Will you print the material below without altering a single character?

═════ Extracted data

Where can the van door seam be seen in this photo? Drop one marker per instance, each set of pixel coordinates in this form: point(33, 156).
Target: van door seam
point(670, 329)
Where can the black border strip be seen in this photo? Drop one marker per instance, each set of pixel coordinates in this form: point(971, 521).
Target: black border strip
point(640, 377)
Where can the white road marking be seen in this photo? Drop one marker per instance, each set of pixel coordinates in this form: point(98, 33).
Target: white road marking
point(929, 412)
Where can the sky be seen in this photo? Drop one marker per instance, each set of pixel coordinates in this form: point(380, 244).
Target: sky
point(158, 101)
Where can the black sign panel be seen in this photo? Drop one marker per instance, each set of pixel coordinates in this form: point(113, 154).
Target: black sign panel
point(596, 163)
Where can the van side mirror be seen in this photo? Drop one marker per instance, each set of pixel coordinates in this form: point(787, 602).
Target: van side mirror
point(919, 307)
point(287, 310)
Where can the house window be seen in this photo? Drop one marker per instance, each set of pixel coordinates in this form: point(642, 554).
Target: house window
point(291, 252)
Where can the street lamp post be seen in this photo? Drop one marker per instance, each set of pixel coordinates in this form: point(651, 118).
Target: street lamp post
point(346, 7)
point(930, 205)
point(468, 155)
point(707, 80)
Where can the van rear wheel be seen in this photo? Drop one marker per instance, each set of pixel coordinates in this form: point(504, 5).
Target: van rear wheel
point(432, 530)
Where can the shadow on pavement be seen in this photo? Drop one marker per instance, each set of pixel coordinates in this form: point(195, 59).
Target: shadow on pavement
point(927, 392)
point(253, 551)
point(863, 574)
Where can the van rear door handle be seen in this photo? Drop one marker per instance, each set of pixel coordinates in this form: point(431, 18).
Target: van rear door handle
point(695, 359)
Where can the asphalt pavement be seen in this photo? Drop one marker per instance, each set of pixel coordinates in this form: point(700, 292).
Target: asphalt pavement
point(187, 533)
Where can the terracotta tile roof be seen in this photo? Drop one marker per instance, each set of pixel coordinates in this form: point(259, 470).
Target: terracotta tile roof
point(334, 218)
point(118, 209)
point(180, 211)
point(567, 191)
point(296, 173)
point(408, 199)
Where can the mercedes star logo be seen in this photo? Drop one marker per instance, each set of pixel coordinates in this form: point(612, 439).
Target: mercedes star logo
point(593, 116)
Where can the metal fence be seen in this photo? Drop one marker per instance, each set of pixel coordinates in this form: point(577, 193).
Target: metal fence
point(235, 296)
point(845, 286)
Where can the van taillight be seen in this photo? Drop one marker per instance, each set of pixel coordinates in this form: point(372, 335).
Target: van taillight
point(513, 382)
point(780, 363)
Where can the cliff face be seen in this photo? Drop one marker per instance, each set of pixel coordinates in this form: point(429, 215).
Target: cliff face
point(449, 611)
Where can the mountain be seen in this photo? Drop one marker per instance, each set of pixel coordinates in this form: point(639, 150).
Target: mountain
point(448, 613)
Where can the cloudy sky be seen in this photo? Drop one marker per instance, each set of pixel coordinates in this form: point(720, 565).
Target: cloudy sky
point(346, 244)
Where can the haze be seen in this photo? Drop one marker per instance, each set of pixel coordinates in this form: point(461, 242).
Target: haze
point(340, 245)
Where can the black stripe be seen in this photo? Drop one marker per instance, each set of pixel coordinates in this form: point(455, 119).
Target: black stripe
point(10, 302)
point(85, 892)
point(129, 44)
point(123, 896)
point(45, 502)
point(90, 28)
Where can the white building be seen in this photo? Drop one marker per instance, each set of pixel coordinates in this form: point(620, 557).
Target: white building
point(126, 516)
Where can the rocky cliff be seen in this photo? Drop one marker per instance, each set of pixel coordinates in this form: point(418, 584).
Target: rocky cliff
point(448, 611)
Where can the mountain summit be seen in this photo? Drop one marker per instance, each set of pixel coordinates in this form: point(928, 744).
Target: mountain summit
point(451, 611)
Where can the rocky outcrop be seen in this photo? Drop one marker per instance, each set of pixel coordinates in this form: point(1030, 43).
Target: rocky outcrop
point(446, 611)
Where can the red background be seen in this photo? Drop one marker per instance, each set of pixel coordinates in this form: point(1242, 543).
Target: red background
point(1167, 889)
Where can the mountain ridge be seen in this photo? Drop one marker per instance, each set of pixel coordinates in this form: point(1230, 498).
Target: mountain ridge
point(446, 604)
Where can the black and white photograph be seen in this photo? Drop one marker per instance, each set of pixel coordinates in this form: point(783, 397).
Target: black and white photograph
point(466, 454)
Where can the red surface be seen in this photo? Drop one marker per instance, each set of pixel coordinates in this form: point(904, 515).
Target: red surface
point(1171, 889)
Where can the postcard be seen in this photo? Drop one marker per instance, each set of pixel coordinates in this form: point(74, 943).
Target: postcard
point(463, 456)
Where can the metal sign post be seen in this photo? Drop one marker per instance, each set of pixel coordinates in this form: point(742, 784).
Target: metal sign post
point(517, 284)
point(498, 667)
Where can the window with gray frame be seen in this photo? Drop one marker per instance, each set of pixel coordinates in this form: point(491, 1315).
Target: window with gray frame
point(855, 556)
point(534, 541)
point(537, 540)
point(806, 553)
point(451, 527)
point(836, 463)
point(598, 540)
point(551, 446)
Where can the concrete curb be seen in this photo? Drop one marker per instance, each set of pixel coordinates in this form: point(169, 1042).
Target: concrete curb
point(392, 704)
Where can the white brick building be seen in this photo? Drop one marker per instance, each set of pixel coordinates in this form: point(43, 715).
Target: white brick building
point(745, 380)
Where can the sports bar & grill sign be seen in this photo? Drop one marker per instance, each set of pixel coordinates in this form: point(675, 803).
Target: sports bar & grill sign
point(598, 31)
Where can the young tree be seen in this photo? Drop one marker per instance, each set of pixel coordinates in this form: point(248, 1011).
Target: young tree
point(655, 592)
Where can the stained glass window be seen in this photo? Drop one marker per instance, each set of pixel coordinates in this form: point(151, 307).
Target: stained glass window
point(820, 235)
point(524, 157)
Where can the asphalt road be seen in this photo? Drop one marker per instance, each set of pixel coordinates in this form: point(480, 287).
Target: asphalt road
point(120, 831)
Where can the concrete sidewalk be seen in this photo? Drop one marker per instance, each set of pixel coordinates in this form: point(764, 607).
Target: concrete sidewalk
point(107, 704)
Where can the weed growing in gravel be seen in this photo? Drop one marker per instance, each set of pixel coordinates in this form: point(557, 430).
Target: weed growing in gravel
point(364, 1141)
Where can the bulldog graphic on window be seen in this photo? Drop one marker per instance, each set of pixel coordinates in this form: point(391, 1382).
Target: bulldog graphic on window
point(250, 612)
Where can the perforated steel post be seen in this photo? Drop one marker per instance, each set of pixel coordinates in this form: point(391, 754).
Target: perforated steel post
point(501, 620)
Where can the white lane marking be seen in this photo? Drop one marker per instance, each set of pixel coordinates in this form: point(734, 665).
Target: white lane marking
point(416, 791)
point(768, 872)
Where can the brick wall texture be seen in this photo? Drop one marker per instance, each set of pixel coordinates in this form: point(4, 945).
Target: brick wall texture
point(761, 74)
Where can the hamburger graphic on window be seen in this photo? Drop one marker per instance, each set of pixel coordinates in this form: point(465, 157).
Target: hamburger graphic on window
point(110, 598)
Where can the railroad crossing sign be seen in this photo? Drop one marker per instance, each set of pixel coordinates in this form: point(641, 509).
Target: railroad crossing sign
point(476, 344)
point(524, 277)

══════════

• Solution
Where can the van door seam be seen in this photo? Drop one marker per instance, each set of pixel coordinates in this form: point(33, 156).
Target: van door seam
point(670, 329)
Where can the black border strip be seen in this photo? Drop one marker per instance, each set of pixel coordinates in this form: point(971, 521).
Target: black border strip
point(640, 377)
Where can the white road marking be seen in this photo? Drop one marker per instance, each set of pixel coordinates in this form: point(98, 33).
Target: white road marking
point(929, 412)
Where can the sky be seen in this photo? Drop one marker per instance, each set of pixel coordinates in this form: point(380, 244).
Target: sky
point(158, 101)
Where can the black sign panel be seen in this photo? Drop one marker per instance, each set of pixel coordinates in this form: point(113, 154).
Target: black sign panel
point(596, 163)
Where can the van side mirror be seen in this photo? Drop one marker per instance, each set of pixel coordinates in this form: point(787, 602).
Target: van side mirror
point(919, 307)
point(287, 310)
Where can the house window be seen in this photo? Drop one marker per instance, each set of pixel coordinates in this form: point(642, 554).
Target: house window
point(291, 252)
Where can the street lamp post be seen in this photo? Drop one marker per instance, each set of pixel coordinates in this form: point(651, 118).
Target: street lamp post
point(346, 7)
point(930, 205)
point(468, 155)
point(707, 80)
Where can the van rear wheel be seen in this photo? Drop one marker per instance, each set of pixel coordinates in this form: point(504, 5).
Target: van rear wheel
point(432, 530)
Where can the shadow on pavement be seen in this photo? Drop one marker per instance, each set of pixel coordinates in this form: point(195, 59).
Target: shadow on pavement
point(927, 392)
point(253, 551)
point(863, 574)
Where can the van rear door handle be seen in this photo? Drop one marker per instance, each set of pixel coordinates in this form: point(431, 18).
Target: van rear door handle
point(695, 359)
Where can the asphalt pavement be seen in this photo? Drop one marker per instance, each set of pixel coordinates in this form: point(700, 292).
Target: asphalt pavement
point(187, 533)
Where can the terracotta tile roof be seen in this photo? Drop one marker per instance, each set of pixel coordinates in this form: point(259, 470).
Target: terracotta tile roof
point(334, 218)
point(118, 209)
point(180, 211)
point(567, 191)
point(296, 173)
point(408, 199)
Where can the mercedes star logo be seen in this photo? Drop one marker per instance, each set of pixel coordinates in this form: point(612, 439).
Target: mercedes star logo
point(593, 116)
Where can the metal fence be seen in this photo? Drop one marker per instance, each set of pixel coordinates in this form: point(577, 193).
Target: metal fence
point(235, 296)
point(845, 286)
Where can the van taillight be seen in this photo? Drop one marker per instance, each set of pixel coordinates in this form: point(372, 335).
Target: van taillight
point(513, 382)
point(780, 363)
Where can the cliff face be seen in this photo? Drop one marker per instance, each set of pixel coordinates in this form: point(429, 215).
Target: cliff face
point(449, 611)
Where can the mountain be seen in this photo? Drop one marker per instance, each set of pixel coordinates in this form: point(639, 150).
Target: mountain
point(448, 613)
Where can the cloudy sky be seen in this photo? Drop one marker per instance, each set of pixel coordinates in this form: point(720, 565).
Target: cloudy sky
point(346, 244)
Where can the haze be seen in this photo? Drop one marker per instance, each set of pixel coordinates in this form: point(461, 242).
Target: haze
point(340, 245)
Where can the black stripe be seen in this photo? Drop one marker per instance, each set of pixel coordinates in this form: point(455, 119).
Target: black stripe
point(10, 302)
point(85, 892)
point(129, 44)
point(123, 896)
point(45, 502)
point(90, 28)
Where can the white building be seen in this photo? Drop one marker per instance, each set of pixel coordinates in this form: point(620, 557).
Target: white building
point(126, 516)
Where can the rocky cliff be seen in this photo? Drop one marker per instance, each set of pixel coordinates in this form: point(418, 584).
Target: rocky cliff
point(448, 611)
Where can the mountain summit be seen in this photo? Drop one marker per instance, each set of pixel coordinates in this form: point(928, 744).
Target: mountain summit
point(451, 611)
Where can the rocky outcrop be seen in this photo? Drop one marker per instance, each set of pixel coordinates in this form: point(1030, 43).
Target: rocky outcrop
point(446, 611)
Where can the red background be seen in this photo? Drop one marker per instance, each set of pixel coordinates in this form: point(1242, 543).
Target: red background
point(1167, 889)
Where can the mountain ridge be seen in this photo? Drop one marker per instance, each set of pixel coordinates in this form: point(1230, 498).
Target: mountain ridge
point(446, 604)
Where can the black and white photograph be seen in this photo? Drop one marker per instance, each set of pixel coordinates in this form: point(783, 397).
Target: black and white photograph
point(466, 454)
Where can the red surface be seen in this photo? Drop one marker per instance, each set of pixel coordinates in this form: point(904, 515).
Target: red surface
point(1171, 889)
Where can the postcard be seen in this photo? Drop one marker per instance, each set of pixel coordinates in this form: point(74, 943).
Target: postcard
point(463, 456)
Where can the metal sign post be seen in this photo? Drop one marker per instance, each set of pixel coordinates in this form: point(742, 784).
Target: metal sign post
point(517, 284)
point(498, 667)
Where can the window with gray frame be seen in this photo? Drop one marker per instance, each set of pixel coordinates in this form: point(491, 1315).
Target: window with gray frame
point(855, 556)
point(534, 541)
point(537, 540)
point(806, 553)
point(451, 527)
point(836, 463)
point(598, 540)
point(551, 446)
Where can the concrete curb be seen in this photo? Drop one marker per instance, each set of pixel coordinates in this form: point(169, 1042).
Target: concrete curb
point(392, 704)
Where can the white brick building be seen in this photo? Drop one marker per instance, each set of pixel coordinates in this form: point(43, 715).
Target: white brick building
point(745, 380)
Where can the sports bar & grill sign be seen in this photo? Drop one marker per instance, each set of pixel coordinates in this form: point(675, 803).
Target: sports bar & grill sign
point(598, 31)
Where can the young tree be seen in this photo? Drop one marker per instance, each set of pixel coordinates in this form: point(248, 1011).
Target: young tree
point(655, 592)
Where can the stained glass window be seen in this photo? Drop one marker per instance, each set of pixel coordinates in this form: point(151, 307).
Target: stained glass window
point(820, 235)
point(524, 157)
Where can the asphalt road be seen in this photo? Drop one marker per instance, each set of pixel coordinates in this form: point(480, 287).
Target: asphalt road
point(120, 831)
Where can the concrete sidewalk be seen in this photo? Drop one marker per instance, each set of pixel coordinates in this form: point(764, 607).
Target: concrete sidewalk
point(107, 704)
Where can the weed growing in gravel be seen in this photo? Drop one marker per instance, each set of pixel coordinates in this form: point(557, 430).
Target: weed growing in gravel
point(364, 1141)
Where can the bulldog graphic on window be seen in this photo? Drop one marker per instance, each set of pixel coordinates in this form: point(391, 1382).
Target: bulldog graphic on window
point(250, 612)
Where can the perforated steel post be seen in this photo? Drop one marker per instance, each set of pixel coordinates in this form: point(391, 754).
Target: perforated steel post
point(501, 620)
Where can the white lane marking be seen in this photo? Drop one marker per instance, each set of pixel coordinates in this form: point(734, 665).
Target: white lane marking
point(416, 791)
point(768, 872)
Where can the brick wall texture be seen in this photo? Drop one marker per instance, each set of pixel coordinates in this form: point(4, 945).
Target: brick wall texture
point(761, 74)
Where can the hamburger graphic on window be seen in this photo? Drop one marker per instance, each set of pixel coordinates in this form: point(465, 157).
Target: hamburger graphic on window
point(110, 598)
Where can the railroad crossing sign be seen in this photo? Drop one marker per instance, each set of pixel coordinates in this form: point(641, 509).
Target: railroad crossing sign
point(476, 344)
point(524, 277)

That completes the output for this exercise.